Copy the records from the line that has "I'd like to know where the soil" through the line that has "[86,200,112,239]", changing every "within the frame" to "in the image" and leaving the rest untouched.

(Detection examples)
----------------------------------------
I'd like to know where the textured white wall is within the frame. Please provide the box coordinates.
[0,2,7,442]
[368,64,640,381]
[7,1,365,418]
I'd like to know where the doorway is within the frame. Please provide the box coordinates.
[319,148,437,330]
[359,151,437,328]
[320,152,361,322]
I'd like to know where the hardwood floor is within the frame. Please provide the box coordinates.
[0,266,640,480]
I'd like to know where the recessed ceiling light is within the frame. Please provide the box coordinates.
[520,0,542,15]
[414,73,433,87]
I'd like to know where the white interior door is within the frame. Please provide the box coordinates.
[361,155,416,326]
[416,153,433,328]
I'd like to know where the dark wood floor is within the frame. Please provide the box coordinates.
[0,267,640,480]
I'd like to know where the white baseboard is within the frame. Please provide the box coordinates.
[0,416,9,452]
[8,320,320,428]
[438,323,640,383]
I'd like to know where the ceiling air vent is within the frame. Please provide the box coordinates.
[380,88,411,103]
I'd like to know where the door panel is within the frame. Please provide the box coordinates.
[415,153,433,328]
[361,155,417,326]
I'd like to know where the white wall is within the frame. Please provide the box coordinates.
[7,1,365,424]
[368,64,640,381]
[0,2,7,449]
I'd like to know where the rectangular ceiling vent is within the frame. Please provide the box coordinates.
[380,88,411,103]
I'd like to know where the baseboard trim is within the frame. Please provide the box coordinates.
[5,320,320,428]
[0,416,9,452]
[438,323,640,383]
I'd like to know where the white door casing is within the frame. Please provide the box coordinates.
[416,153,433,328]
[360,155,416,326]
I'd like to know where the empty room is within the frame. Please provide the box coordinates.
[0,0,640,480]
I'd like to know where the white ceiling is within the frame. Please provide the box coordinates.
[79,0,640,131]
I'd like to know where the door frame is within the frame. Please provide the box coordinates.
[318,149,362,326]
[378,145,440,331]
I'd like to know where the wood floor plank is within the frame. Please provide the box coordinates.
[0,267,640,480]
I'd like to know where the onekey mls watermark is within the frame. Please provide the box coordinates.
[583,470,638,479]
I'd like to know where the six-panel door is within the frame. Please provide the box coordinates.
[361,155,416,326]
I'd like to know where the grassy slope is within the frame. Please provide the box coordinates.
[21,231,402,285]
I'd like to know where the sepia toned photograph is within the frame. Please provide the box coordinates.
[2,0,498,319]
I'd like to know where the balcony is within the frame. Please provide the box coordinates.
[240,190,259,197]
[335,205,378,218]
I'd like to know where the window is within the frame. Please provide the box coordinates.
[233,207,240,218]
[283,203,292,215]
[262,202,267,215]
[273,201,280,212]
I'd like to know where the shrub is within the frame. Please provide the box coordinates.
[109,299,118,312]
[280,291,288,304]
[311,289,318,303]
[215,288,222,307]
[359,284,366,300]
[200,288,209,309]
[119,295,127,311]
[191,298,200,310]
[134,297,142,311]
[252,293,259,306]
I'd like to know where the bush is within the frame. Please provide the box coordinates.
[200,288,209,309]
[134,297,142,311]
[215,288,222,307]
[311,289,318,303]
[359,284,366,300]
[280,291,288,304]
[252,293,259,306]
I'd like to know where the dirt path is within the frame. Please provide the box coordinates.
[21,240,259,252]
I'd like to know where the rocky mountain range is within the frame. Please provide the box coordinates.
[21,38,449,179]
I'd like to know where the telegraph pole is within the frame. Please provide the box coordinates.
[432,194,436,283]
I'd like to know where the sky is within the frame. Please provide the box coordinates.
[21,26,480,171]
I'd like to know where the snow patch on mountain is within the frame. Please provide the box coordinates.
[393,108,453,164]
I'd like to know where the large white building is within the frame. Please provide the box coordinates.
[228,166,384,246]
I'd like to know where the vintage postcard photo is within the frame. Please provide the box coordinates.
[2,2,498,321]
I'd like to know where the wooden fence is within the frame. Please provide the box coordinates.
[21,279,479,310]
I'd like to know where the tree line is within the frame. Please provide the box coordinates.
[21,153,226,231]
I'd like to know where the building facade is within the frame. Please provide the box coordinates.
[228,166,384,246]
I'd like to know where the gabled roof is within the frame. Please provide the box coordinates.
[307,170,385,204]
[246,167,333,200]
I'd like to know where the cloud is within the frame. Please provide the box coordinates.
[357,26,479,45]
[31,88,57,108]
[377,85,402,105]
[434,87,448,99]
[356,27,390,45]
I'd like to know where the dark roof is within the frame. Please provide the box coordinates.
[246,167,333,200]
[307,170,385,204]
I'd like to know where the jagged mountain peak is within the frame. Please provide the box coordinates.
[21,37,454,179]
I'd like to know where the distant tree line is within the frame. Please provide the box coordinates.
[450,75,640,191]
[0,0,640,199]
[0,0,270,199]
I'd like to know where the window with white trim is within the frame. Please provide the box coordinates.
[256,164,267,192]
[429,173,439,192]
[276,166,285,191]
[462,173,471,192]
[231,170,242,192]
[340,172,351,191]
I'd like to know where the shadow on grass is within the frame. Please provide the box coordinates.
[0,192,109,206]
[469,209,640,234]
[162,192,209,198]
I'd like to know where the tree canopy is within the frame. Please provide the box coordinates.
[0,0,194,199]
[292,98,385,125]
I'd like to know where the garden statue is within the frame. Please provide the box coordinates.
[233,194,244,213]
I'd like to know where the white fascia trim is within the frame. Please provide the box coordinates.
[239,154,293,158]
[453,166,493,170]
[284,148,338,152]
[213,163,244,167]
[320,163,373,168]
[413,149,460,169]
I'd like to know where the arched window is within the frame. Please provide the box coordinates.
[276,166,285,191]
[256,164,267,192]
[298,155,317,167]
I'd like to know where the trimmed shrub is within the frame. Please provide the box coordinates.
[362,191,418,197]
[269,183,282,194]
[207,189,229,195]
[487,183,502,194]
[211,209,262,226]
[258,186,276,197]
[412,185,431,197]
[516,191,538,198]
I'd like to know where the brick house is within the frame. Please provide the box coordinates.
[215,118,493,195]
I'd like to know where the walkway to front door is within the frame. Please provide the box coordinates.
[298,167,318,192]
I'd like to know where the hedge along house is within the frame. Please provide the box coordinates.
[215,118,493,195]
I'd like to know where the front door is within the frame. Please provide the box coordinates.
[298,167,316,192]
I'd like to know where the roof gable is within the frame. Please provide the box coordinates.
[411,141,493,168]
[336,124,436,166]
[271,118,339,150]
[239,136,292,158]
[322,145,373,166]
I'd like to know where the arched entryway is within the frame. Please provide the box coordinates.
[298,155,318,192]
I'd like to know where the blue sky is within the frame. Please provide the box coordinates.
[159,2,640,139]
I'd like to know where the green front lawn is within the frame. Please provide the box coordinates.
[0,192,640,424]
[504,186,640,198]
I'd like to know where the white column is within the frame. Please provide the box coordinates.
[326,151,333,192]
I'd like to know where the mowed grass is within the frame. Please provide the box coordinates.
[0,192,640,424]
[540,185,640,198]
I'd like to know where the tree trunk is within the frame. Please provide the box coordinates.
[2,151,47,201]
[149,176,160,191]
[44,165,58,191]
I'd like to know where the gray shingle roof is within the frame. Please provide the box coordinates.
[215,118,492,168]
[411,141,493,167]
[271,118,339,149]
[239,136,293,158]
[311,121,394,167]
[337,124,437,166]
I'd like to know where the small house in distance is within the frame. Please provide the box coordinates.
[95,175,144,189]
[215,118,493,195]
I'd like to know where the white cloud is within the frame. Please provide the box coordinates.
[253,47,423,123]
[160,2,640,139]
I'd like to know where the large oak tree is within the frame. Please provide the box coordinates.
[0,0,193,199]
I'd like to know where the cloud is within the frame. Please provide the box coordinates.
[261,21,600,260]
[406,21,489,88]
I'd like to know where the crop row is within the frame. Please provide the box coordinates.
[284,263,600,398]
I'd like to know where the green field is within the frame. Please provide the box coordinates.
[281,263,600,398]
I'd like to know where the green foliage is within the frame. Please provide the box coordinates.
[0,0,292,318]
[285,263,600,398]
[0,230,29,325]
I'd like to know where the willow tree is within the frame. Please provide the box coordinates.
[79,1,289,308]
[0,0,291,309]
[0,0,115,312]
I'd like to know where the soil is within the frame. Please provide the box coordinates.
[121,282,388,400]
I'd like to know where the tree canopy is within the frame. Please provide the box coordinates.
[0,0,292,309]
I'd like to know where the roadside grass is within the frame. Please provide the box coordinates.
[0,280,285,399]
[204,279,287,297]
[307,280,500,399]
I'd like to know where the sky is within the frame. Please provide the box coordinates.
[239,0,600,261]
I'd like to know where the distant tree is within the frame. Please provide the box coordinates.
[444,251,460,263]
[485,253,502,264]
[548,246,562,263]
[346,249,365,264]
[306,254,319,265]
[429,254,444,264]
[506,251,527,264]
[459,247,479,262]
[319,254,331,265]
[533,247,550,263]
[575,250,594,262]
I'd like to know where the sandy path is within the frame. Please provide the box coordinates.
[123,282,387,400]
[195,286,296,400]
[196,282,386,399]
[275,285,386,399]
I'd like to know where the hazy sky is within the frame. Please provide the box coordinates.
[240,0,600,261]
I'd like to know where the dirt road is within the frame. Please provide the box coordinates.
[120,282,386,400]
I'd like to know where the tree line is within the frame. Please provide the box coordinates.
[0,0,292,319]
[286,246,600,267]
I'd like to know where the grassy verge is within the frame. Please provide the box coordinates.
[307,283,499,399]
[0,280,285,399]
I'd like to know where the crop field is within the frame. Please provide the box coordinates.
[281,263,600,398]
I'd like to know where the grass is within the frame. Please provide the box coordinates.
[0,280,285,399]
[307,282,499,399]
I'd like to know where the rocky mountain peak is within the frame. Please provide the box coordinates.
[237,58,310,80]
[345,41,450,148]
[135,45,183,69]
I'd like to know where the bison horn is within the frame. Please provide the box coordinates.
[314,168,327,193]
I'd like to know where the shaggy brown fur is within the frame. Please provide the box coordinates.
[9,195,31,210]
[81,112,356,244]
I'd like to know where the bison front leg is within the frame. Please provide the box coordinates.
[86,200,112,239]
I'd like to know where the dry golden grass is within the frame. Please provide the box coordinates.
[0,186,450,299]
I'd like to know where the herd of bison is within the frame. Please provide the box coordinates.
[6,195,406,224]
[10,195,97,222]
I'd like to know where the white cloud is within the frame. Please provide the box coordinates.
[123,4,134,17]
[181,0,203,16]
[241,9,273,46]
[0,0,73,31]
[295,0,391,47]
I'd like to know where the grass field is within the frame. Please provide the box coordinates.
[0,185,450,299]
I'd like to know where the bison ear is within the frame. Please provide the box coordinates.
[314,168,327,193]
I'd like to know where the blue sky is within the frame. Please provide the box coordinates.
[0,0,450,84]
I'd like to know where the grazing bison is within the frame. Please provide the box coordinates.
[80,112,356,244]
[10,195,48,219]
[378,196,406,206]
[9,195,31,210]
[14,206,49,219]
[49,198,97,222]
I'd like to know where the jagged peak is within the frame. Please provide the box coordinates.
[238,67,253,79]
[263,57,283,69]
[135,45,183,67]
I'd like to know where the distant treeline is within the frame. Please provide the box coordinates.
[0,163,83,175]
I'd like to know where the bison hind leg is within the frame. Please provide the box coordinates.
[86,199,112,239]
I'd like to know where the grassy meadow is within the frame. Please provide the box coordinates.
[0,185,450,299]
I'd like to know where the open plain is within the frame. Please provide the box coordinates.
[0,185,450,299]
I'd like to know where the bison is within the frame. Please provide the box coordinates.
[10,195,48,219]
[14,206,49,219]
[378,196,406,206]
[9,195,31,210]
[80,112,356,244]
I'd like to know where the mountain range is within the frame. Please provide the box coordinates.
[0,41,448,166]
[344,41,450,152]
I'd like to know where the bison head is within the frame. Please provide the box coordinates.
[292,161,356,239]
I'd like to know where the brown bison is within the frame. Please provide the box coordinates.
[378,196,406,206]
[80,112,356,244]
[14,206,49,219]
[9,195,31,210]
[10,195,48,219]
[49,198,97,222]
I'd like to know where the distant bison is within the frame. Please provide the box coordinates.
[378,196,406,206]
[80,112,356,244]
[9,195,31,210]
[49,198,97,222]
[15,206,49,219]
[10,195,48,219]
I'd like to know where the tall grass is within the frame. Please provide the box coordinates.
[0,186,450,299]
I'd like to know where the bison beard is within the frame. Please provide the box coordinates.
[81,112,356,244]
----------------------------------------
**Complete output**.
I'd like to know where the soil is in the image. Please provide the box coordinates.
[121,282,388,400]
I'd like to know where the tree canopy is in the image. Please provide the box coordinates.
[0,0,292,309]
I'd like to know where the roadside grass is in the image. Please provide the box coordinates.
[0,280,285,399]
[204,279,287,297]
[307,280,500,399]
I'd like to know where the sky is in the image. Please provide the box coordinates.
[239,0,600,261]
I'd like to know where the distant tree is in the image. Please provide the box coordinates.
[444,251,460,263]
[485,253,502,264]
[548,246,562,263]
[346,249,365,264]
[306,254,319,265]
[429,254,444,264]
[506,251,527,264]
[459,247,479,262]
[319,254,331,265]
[533,247,550,263]
[575,250,594,262]
I'd like to know where the sandy path is in the image. Please provide the box coordinates.
[123,282,387,400]
[195,286,296,400]
[196,282,386,399]
[275,285,386,399]
I'd like to know where the hazy sky is in the image. Please provide the box coordinates.
[240,0,600,261]
I'd like to know where the dirt road is in the image. Please provide the box coordinates.
[120,282,386,400]
I'd like to know where the tree line is in the image. Please provide the box coordinates.
[0,0,292,319]
[286,246,600,267]
I'd like to know where the grassy verge is in the image. Please provide the box coordinates.
[307,283,499,399]
[0,280,285,399]
I'd like to know where the crop field is in the image. Please provide the box coordinates.
[281,263,600,398]
I'd like to know where the grass is in the image. Please provide the box coordinates.
[0,280,285,399]
[307,282,499,399]
I'd like to know where the rocky mountain peak is in the image. Please provide the box coordinates.
[237,58,310,80]
[345,41,450,148]
[135,45,183,69]
I'd like to know where the bison horn is in the image. Please provide the box coordinates.
[314,168,327,193]
I'd like to know where the shaggy brown fur is in the image. Please provide the box coordinates.
[9,195,31,210]
[81,112,356,244]
I'd like to know where the bison front leg is in the image. Please provide the box coordinates.
[86,200,112,239]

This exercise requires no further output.